*Assignment:*
Reproduce the data that follows in its entirety, character for character.
======== Material for this exercise ========
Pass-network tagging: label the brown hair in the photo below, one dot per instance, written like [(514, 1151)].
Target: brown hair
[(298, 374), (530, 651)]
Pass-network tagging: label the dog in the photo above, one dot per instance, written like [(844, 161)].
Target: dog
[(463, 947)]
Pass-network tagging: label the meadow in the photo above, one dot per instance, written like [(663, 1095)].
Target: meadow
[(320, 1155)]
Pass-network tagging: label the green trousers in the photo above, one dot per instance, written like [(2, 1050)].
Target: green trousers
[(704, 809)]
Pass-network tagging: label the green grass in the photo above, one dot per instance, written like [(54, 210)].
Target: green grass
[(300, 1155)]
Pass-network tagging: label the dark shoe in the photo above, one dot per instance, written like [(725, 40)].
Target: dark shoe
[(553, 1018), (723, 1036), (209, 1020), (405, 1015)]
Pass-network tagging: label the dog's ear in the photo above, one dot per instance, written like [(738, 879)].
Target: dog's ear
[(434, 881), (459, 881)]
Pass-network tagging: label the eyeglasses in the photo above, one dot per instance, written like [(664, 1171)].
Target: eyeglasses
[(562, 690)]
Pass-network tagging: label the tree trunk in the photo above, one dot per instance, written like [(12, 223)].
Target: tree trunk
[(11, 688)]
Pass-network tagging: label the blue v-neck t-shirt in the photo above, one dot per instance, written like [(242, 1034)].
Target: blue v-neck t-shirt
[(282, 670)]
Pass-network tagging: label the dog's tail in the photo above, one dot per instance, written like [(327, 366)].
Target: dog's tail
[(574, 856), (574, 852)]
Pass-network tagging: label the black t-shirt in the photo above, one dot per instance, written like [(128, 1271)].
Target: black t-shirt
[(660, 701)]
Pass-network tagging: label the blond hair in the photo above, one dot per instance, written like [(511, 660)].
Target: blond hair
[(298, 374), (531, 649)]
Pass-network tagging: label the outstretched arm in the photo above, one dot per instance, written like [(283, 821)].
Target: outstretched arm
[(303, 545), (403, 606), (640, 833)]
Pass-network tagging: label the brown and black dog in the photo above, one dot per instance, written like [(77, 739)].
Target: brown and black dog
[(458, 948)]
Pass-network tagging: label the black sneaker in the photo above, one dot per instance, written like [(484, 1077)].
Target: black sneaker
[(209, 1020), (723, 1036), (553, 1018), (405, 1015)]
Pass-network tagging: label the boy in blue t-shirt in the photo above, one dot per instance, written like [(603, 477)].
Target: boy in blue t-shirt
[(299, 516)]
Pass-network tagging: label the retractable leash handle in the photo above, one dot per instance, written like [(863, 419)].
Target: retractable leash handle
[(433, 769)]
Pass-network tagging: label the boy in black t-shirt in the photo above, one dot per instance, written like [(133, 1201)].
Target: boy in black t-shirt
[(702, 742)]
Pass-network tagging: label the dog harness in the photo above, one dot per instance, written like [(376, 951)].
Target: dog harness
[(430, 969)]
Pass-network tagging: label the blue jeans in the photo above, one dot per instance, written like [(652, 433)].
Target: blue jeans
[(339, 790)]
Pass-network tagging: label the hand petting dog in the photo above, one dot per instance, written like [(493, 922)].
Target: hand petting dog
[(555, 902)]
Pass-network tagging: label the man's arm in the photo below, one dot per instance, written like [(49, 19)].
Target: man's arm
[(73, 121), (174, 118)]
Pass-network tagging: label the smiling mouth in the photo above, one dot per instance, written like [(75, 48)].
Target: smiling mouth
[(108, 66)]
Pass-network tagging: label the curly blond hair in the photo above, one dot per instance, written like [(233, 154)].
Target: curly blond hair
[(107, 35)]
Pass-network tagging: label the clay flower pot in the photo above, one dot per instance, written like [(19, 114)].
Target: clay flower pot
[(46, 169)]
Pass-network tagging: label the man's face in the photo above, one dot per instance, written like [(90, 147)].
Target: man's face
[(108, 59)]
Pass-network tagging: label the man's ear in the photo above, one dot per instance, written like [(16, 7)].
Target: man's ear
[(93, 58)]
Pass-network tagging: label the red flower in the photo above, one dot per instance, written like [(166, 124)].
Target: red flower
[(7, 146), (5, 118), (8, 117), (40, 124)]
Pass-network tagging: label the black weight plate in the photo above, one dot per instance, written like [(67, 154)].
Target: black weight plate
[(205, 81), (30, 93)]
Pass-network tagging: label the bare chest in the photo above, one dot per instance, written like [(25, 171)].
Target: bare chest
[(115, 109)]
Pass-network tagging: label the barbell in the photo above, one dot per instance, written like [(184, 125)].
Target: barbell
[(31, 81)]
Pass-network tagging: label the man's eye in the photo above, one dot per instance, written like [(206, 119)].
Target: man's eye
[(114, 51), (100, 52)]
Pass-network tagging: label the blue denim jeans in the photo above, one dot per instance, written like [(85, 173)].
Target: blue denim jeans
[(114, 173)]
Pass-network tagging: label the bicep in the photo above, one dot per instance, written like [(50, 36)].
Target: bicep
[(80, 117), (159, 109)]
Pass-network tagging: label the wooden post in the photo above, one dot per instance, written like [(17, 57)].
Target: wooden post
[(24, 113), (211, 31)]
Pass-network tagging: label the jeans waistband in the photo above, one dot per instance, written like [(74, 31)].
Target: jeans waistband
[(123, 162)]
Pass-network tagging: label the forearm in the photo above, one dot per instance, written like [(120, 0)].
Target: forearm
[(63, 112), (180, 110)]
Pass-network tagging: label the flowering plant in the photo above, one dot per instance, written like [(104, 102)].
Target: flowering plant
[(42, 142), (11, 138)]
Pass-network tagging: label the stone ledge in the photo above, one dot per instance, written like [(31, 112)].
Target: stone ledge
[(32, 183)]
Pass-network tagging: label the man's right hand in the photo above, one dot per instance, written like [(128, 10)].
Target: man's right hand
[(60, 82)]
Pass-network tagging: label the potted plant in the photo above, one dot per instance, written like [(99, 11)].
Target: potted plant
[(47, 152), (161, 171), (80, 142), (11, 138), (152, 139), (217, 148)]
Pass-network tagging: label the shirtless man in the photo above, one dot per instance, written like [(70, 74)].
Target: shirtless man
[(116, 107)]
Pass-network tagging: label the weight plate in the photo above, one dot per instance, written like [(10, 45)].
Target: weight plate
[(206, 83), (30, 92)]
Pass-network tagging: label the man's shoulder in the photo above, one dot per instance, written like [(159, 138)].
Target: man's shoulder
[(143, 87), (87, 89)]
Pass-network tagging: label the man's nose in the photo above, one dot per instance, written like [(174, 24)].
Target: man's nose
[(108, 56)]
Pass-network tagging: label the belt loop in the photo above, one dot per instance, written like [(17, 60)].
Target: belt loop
========
*Solved problem:*
Pass-network tagging: label the brown hair in the photo below, one dot per instance, written like [(514, 1151)].
Target: brown hair
[(298, 374), (530, 651)]
Pass-network tagging: label the dog in the photo above, one dot per instance, written like [(844, 161)].
Target: dog
[(463, 947)]
Pass-network tagging: label the meadow in the photo above, one dot per instance, written like [(663, 1095)].
Target: meadow
[(320, 1155)]
Pass-network tagging: label the green trousers in the photo above, one dot per instance, written like [(2, 1050)].
Target: green trousers
[(704, 809)]
Pass-network tagging: label the green grass in the photo above, one dot per instance, written like [(54, 210)].
Target: green grass
[(300, 1155)]
Pass-network tagging: label the dark shoe in the photo above, one dot per instance, written like [(725, 40)].
Target: dark shoe
[(553, 1018), (723, 1036), (209, 1020), (405, 1015)]
Pass-network tagging: label the dog's ear in the photo above, one dot per instance, written like [(738, 879)].
Target: dog's ear
[(434, 881), (459, 881)]
Pass-network tagging: label the eyeglasses in the photo above, one dot per instance, written like [(664, 1171)].
Target: eyeglasses
[(562, 690)]
Pass-network tagging: label the tree trunk in the photo above, one dot per instance, written like [(12, 223)].
Target: tree trunk
[(11, 688)]
Pass-network tagging: label the blue v-neck t-shirt in the photo above, one dot per instance, written like [(242, 1034)].
Target: blue v-neck t-shirt
[(282, 670)]
Pass-network tagging: label the dog's tail in the photo above, one dot per instance, written like [(327, 366)].
Target: dog's tail
[(574, 856), (574, 852)]
Pass-network tagging: label the black t-shirt in the photo above, one dot per instance, written like [(128, 1271)].
Target: black t-shirt
[(660, 701)]
Pass-network tagging: label the blond hair in the photo above, one dot per instance, written like [(511, 660)].
Target: blond hair
[(298, 374), (531, 649)]
Pass-network tagging: label the outstretched arm in the photo above, one dot per instance, written like [(283, 821)].
Target: outstretched arm
[(303, 545), (403, 606), (640, 833)]
Pass-network tagging: label the brown and black dog in the photo above, one dot per instance, written like [(77, 739)].
Target: brown and black dog
[(458, 948)]
Pass-network tagging: label the black sneaker in the photo above, one dot per instance, written like [(484, 1077)].
Target: black sneaker
[(209, 1020), (723, 1036), (553, 1018), (405, 1015)]
Pass-network tagging: label the boy in blue t-shirt in the photo above, one dot per instance, written like [(603, 477)].
Target: boy in blue t-shirt
[(299, 516)]
Pass-network tagging: label the retractable leash handle in the photo above, one dot per instance, written like [(863, 419)].
Target: retractable leash handle
[(433, 769)]
Pass-network tagging: label the boy in black t-shirt in the photo above, one dot per instance, written like [(133, 1201)].
Target: boy in black t-shirt
[(702, 742)]
Pass-network tagging: label the dog harness in the photo above, one dot per instance, written like [(376, 951)].
Target: dog harness
[(430, 969)]
Pass-network tagging: label the blue jeans in the photo above, one dot per instance, written like [(652, 433)].
Target: blue jeans
[(339, 790)]
Pass-network tagging: label the hand petting dog in the photo above, one dot per instance, written like [(493, 922)].
Target: hand petting dog
[(555, 902)]
Pass-network tagging: label the man's arm in the photo below, one dot per instance, written like [(49, 19)].
Target: man's arm
[(73, 121), (174, 118)]
Pass-network tagging: label the smiling mouth in the photo above, one dot per instance, written like [(75, 48)].
Target: smiling mouth
[(108, 66)]
Pass-network tagging: label the curly blond hair in the photo above, one dot per instance, written like [(233, 154)].
Target: curly blond hair
[(107, 35)]
Pass-network tagging: label the clay flower pot in the photo above, one dot per instance, written like [(19, 114)].
Target: clay flower pot
[(46, 169)]
Pass-network tagging: label the man's face in the photo above, one dot per instance, written like [(90, 147)].
Target: man's face
[(108, 59)]
Pass-network tagging: label the man's ear in the photo above, one dot per instance, written like [(16, 7)].
Target: man's ear
[(93, 58)]
Pass-network tagging: label the red flower in the photo above, one dot per instance, written like [(166, 124)].
Target: red flower
[(7, 146), (5, 118), (8, 117), (40, 124)]
Pass-network tagging: label the black weight plate in the photo above, one dot per instance, written like [(67, 154)].
Target: black weight plate
[(205, 81), (30, 93)]
Pass-network tagging: label the bare chest in the photo above, one dot per instance, written like [(25, 171)].
Target: bare chest
[(115, 109)]
Pass-network tagging: label the barbell in the photo above, one dot per instance, written like [(184, 125)].
Target: barbell
[(31, 81)]
Pass-network tagging: label the man's eye in the photo above, one dot per instance, written like [(206, 119)].
Target: man's eye
[(114, 51), (100, 52)]
Pass-network tagging: label the blue denim jeans in the photo above, one dot per instance, written like [(85, 173)].
Target: blue denim jeans
[(114, 173)]
Pass-network tagging: label the bicep in the photo above, one dot per instance, written like [(50, 36)].
Target: bicep
[(80, 117), (159, 109)]
Pass-network tagging: label the wooden post in the photo above, one dot per instance, written like [(17, 57)].
Target: wooden post
[(24, 113), (211, 31)]
Pass-network tagging: label the jeans waistband in the photo above, one dot per instance, written like [(74, 31)].
Target: jeans waistband
[(123, 162)]
Pass-network tagging: label the forearm in the photo above, one dot per instance, written like [(120, 0)].
Target: forearm
[(63, 112), (180, 110)]
Pass-network tagging: label the flowering plant in the photo above, one dot per instance, written like [(104, 102)].
Target: flowering plant
[(42, 142), (11, 138)]
Pass-network tagging: label the stone ledge in the photo above, one dot per instance, written like [(31, 112)].
Target: stone ledge
[(32, 183)]
Pass-network tagging: label the man's right hand in the photo above, one dot per instance, written like [(128, 10)].
Target: man's right hand
[(60, 82)]
Pass-network tagging: label the potted plant in the photo above, one dot per instance, written like [(99, 11)].
Target: potted plant
[(47, 152), (161, 171), (80, 142), (11, 138), (152, 139), (217, 148)]
Pass-network tagging: label the shirtless man in the photo above, one dot per instance, written like [(70, 74)].
Target: shirtless man
[(116, 107)]
Pass-network tagging: label the weight plate in the photo above, one dot per instance, written like [(10, 45)].
Target: weight plate
[(206, 83), (30, 92)]
Pass-network tagging: label the man's shoulder in the photo above, one dot per instance, written like [(159, 138)].
Target: man's shoulder
[(143, 87), (87, 89)]
Pass-network tagging: label the man's nose in the photo above, one dot per instance, written like [(174, 24)].
Target: man's nose
[(108, 56)]
Pass-network tagging: label the belt loop in the photo above, one dot per instance, written like [(17, 60)].
Target: belt loop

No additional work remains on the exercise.